DIRECTION>
Switch "white dinosaur tooth" to "fossil shark tooth" throughout the listing below, and repeat every line of the listing otherwise unchanged. Leave the picture out of your answer.

RECORDS SUPPLIED>
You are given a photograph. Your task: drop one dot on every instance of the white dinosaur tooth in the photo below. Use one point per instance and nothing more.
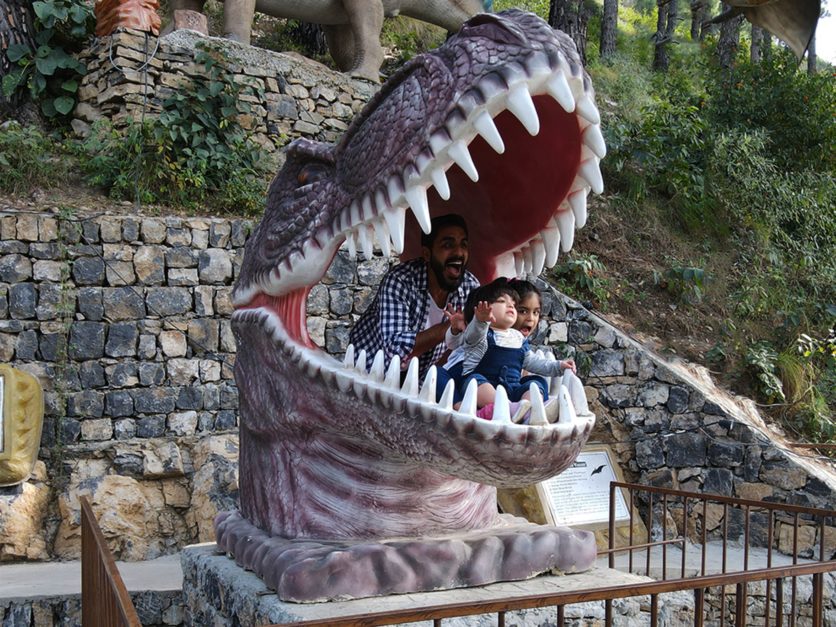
(395, 219)
(381, 234)
(368, 209)
(577, 201)
(355, 213)
(410, 384)
(522, 106)
(567, 412)
(468, 406)
(566, 226)
(348, 359)
(538, 257)
(538, 409)
(501, 407)
(461, 155)
(551, 240)
(393, 373)
(590, 171)
(360, 364)
(352, 245)
(378, 369)
(587, 110)
(593, 138)
(394, 188)
(558, 88)
(416, 196)
(576, 392)
(446, 402)
(427, 393)
(380, 201)
(487, 129)
(519, 265)
(365, 242)
(440, 183)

RESULT OF THE EXERCISE>
You are given a photograph. Your task: drop one dot on every instance of the fossil shark tooth in the photo below. Use one point per instance and nothing more.
(395, 219)
(381, 234)
(368, 209)
(577, 201)
(355, 213)
(410, 384)
(522, 106)
(567, 412)
(468, 406)
(566, 226)
(348, 359)
(538, 257)
(538, 409)
(501, 407)
(461, 155)
(551, 240)
(393, 373)
(590, 171)
(360, 364)
(352, 245)
(378, 369)
(587, 110)
(593, 138)
(394, 188)
(558, 88)
(416, 196)
(576, 392)
(446, 402)
(427, 393)
(380, 201)
(487, 129)
(519, 265)
(365, 242)
(440, 183)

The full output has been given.